§ What to work on: Go through the records underneath and write each one out again exactly.

§ Data provided:

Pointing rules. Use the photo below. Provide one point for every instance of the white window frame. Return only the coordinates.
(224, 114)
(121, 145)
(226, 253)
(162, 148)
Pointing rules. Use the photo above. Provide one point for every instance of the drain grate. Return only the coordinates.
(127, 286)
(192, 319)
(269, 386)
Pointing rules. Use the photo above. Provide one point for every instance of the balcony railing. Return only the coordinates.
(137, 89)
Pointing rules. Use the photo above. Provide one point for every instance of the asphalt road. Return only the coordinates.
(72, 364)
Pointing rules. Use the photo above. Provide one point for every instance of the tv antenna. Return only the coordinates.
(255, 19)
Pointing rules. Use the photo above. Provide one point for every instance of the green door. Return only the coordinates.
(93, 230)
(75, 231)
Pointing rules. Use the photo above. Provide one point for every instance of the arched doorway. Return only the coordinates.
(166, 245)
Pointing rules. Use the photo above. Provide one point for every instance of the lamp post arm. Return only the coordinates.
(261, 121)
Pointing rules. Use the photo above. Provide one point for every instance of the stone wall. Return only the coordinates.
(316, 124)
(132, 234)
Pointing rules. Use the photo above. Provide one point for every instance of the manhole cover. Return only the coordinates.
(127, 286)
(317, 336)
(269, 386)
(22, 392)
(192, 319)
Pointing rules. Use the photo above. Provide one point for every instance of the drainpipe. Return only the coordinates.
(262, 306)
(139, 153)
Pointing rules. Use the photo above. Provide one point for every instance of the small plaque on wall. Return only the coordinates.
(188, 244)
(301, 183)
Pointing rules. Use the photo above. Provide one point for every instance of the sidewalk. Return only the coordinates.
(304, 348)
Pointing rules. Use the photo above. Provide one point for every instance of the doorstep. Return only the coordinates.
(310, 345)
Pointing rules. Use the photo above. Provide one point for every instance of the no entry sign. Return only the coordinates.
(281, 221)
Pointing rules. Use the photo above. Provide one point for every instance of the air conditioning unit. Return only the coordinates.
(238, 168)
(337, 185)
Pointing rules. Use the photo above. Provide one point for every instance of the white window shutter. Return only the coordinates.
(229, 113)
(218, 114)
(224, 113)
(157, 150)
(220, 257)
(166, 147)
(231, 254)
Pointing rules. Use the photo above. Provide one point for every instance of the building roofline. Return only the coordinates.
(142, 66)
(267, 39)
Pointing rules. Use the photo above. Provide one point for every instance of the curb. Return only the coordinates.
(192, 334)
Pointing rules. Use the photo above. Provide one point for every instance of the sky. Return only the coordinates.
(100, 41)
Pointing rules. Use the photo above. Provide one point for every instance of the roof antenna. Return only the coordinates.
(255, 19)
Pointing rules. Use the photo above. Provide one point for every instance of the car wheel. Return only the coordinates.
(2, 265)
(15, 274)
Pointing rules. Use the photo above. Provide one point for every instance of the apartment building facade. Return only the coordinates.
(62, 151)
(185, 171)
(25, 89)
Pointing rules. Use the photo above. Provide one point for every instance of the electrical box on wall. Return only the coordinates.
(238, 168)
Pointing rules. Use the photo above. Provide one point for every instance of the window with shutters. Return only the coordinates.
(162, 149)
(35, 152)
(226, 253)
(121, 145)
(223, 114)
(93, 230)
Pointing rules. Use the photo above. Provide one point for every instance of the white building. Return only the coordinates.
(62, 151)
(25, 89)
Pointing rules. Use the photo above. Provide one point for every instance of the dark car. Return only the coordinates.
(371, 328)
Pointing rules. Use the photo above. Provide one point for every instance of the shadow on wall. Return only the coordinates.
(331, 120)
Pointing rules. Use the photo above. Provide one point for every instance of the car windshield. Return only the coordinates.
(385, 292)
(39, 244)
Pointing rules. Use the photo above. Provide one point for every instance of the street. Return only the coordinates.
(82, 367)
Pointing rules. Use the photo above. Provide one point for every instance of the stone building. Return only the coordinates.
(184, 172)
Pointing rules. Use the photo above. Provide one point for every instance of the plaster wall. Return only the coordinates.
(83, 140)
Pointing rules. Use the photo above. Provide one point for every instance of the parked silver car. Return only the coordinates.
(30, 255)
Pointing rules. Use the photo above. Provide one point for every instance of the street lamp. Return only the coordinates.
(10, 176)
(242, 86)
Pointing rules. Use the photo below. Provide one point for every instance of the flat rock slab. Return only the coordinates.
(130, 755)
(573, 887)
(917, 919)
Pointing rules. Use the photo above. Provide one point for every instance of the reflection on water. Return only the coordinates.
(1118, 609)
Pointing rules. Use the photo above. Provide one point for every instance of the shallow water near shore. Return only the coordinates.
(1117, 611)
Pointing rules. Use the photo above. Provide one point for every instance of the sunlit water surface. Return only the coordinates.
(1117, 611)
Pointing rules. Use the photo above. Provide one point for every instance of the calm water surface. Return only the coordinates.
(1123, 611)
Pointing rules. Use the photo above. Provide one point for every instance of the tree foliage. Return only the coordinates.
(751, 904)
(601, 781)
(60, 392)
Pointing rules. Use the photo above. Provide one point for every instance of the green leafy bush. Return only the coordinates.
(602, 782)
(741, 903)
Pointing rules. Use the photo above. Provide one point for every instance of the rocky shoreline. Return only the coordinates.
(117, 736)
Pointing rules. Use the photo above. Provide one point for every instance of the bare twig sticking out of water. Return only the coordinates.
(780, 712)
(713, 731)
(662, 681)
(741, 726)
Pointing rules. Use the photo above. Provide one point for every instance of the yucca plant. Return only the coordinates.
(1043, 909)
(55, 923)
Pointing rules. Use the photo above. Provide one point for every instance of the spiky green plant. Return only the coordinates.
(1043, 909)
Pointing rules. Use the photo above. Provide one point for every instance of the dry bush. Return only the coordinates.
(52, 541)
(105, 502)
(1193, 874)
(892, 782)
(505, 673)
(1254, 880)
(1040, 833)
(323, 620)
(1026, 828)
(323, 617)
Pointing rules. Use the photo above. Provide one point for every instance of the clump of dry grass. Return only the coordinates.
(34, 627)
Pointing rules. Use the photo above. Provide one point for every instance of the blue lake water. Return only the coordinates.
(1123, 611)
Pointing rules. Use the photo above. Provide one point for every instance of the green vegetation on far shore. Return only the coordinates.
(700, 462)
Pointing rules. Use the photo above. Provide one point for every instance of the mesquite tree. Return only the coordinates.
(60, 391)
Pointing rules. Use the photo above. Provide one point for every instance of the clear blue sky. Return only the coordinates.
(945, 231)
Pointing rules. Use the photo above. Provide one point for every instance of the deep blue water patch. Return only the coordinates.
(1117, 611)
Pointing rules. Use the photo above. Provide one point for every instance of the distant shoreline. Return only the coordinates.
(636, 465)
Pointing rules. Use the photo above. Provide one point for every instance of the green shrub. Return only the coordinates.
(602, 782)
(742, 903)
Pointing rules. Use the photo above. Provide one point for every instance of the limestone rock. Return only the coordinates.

§ Output for this task:
Pointing rules. Use the photo below. Provide one point for every instance of the white window frame. Return only the coordinates.
(224, 114)
(121, 145)
(226, 253)
(162, 148)
Pointing rules. Use the photo above. Provide one point for every instance of the drain grate. Return only the coordinates.
(127, 286)
(192, 319)
(269, 386)
Pointing rules. Use the photo above. Provide one point for every instance of the balcony railing. Return only the coordinates.
(137, 89)
Pointing rules. Use the photo above. Provide one point for every instance of the asphalt road. Return only the coordinates.
(72, 364)
Pointing rules. Use the photo above. Provide one point for every instance of the tv antenna. Return only the coordinates.
(255, 19)
Pointing rules. Use the photo above. Provide one point for every instance of the green door. Return only the coordinates.
(93, 230)
(75, 231)
Pointing rules. Use the photo above. Provide one point for every instance of the arched doorway. Return only the coordinates.
(166, 245)
Pointing rules. Use the photo above. Provide one point for every instance of the lamp post arm. Return only the coordinates.
(261, 121)
Pointing rules. Use the photo above. Provide one point for every instance of the stone wall. Return only the coordinates.
(316, 124)
(132, 234)
Pointing rules. Use the photo above. Provide one point for every instance of the manhole cover. Return only the coordinates.
(127, 286)
(317, 336)
(269, 386)
(22, 392)
(192, 319)
Pointing rules. Use the photo above. Provide one point for every instance of the drainpipe. Return only the coordinates.
(262, 306)
(139, 153)
Pointing rules. Use the photo above. Provide one point for every instance of the small plaque on wall. Return only the coordinates.
(188, 244)
(301, 183)
Pointing rules. Use the photo above. Provide one point for every instance of the sidewalk. Return only the coordinates.
(304, 348)
Pointing rules. Use the photo above. Provide one point for every instance of the doorstep. Return only the coordinates.
(310, 345)
Pointing rules. Use the photo above. Provide one point for every instance of the no entry sign. Return only the coordinates.
(281, 221)
Pointing rules. Use the photo above. Provide one point for every instance of the air conditioning unit. Return only the coordinates.
(238, 168)
(337, 185)
Pointing rules. Use the photo above. Provide one point for every instance of the white window shutter. Return only the coordinates.
(229, 113)
(218, 114)
(224, 113)
(157, 150)
(220, 257)
(166, 147)
(231, 254)
Pointing rules. Use the photo above. Provide one point for every instance of the building roofline. Return only the coordinates.
(142, 66)
(267, 39)
Pointing rules. Use the photo above. Provide one point for every instance of the curb. Return only the coordinates.
(192, 334)
Pointing rules. Use the photo above. Provide one point for every instance of the sky. Return only the coordinates.
(100, 41)
Pointing rules. Use the photo above. Provide one point for every instance of the roof antenna. Return only the coordinates.
(255, 19)
Pointing rules. Use the photo above. Provide one point for every instance of the car wheel. Return only the coordinates.
(2, 265)
(15, 274)
Pointing rules. Use the photo above. Provide one point for every instance of the apartment building facade. Return only the coordinates.
(62, 151)
(185, 171)
(25, 89)
Pointing rules. Use the photo above. Provide one point for every instance of the electrical box on wall. Return only the coordinates.
(238, 168)
Pointing rules. Use the photo above. Provide one point for every instance of the window with shutters. Return only the coordinates.
(162, 149)
(35, 152)
(226, 253)
(121, 145)
(223, 114)
(93, 230)
Pointing rules. Use the photo above. Provide one point for every instance of the white building. Return only the coordinates.
(62, 151)
(25, 89)
Pointing rules. Use the photo above. Provide one point for every instance of the dark car. Return only the coordinates.
(371, 328)
Pointing rules. Use the photo above. Provide one point for every instance of the shadow on wall. Return only the coordinates.
(331, 120)
Pointing rules. Use the photo above. Provide one point for every instance of the car windshield. Return only the coordinates.
(385, 292)
(39, 244)
Pointing rules. Use the photo above. Provide one point for every instance of the street. Return only the coordinates.
(82, 367)
Pointing rules. Use the photo above. Provide one point for every instance of the stone building. Return only the coordinates.
(184, 172)
Pointing rules. Use the photo above. Provide one point for every instance of the plaster wall. Return only the coordinates.
(83, 140)
Pointing rules. Use the photo above. Provide one point for every instance of the parked silver car. Return only the coordinates.
(30, 255)
Pointing rules. Use the photo above. Provide one point for every instance of the street lamp. Return only the coordinates.
(10, 176)
(242, 86)
Pointing rules. Use the photo below. Provide one point for every instance of the flat rock slab. Return only the coordinates.
(130, 755)
(573, 887)
(917, 919)
Pointing rules. Use the photo above. Provide one point for every instance of the reflection on water. Return only the coordinates.
(1118, 609)
Pointing rules. Use the photo above. Provide one point for every instance of the shallow water near shore. Return only the coordinates.
(1117, 611)
Pointing rules. Use the photo above. Provide one point for every instance of the sunlit water surface. Return only the coordinates.
(1117, 611)
Pointing rules. Use the photo above. Provide one point for every instance of the calm water surface. Return only the coordinates.
(1123, 611)
Pointing rules. Use the photo above. Provide one point for every instance of the tree foliage. Return only the coordinates.
(751, 904)
(601, 781)
(60, 392)
Pointing rules. Use the photo above. Provide one point for every instance of the green leafy bush. Return only the coordinates.
(602, 782)
(741, 903)
Pointing rules. Use the photo above. Provide one point for every instance of the rocky shoreline. Return only the coordinates.
(117, 736)
Pointing rules. Use the photo above. Provide one point for every instance of the bare twig sticking out of water. Return only the coordinates.
(780, 712)
(713, 731)
(662, 681)
(741, 726)
Pointing rules. Use the photo above. Provide one point for every instance of the yucca plant. Return only the coordinates.
(1043, 909)
(55, 923)
Pointing rules. Use the photo above. Provide one point for every instance of the spiky green plant. Return only the coordinates.
(1043, 909)
Pointing rules. Use the photo above. Provide one point for every instance of the dry bush. Return only the coordinates.
(52, 541)
(105, 502)
(1193, 874)
(892, 782)
(505, 673)
(1254, 880)
(1040, 833)
(323, 620)
(1026, 828)
(323, 617)
Pointing rules. Use the photo above. Provide one point for every instance of the clump of dry grass. Return only the coordinates.
(34, 627)
Pointing rules. Use the photo above. Provide one point for every instance of the blue lake water. Return only the coordinates.
(1123, 611)
Pointing rules. Use the photo above. Provide one point for every instance of the green vegetation on far shore. Return only the coordinates.
(700, 462)
Pointing rules. Use the photo above. Provide one point for every instance of the mesquite tree. Return only the coordinates.
(60, 391)
Pointing rules. Use the photo above. Provide one point for every instance of the clear blue sky. Return only the coordinates.
(945, 231)
Pointing rules. Use the photo above. Provide one point for every instance of the deep blue water patch. Return only the coordinates.
(1117, 611)
Pointing rules. Use the photo above. Provide one point for every instance of the distant shoreline. Return only the coordinates.
(636, 465)
Pointing rules. Use the photo above. Provide one point for every instance of the green shrub. Return only the coordinates.
(602, 782)
(742, 903)
Pointing rules. Use the photo above. Provide one point for every instance of the limestone rock. Return only the coordinates.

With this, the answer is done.